**OBJECTIVE:** Select every line in the items below that contains the string "sleeve". Case matters.

**MATERIAL FOR THIS TASK:**
────────────────────

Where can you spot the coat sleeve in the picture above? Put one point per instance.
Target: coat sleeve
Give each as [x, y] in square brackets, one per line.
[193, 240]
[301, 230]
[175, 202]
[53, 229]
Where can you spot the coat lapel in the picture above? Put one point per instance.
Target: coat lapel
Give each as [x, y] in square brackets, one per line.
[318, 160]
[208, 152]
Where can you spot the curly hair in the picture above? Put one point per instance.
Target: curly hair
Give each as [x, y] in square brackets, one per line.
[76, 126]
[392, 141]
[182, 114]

────────────────────

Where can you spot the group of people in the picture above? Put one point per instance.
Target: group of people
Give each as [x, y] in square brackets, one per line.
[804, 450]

────────────────────

**EXERCISE RESULT:**
Where can you spot the coat sleeve in the picture above? Put one point per instance.
Target: coat sleeve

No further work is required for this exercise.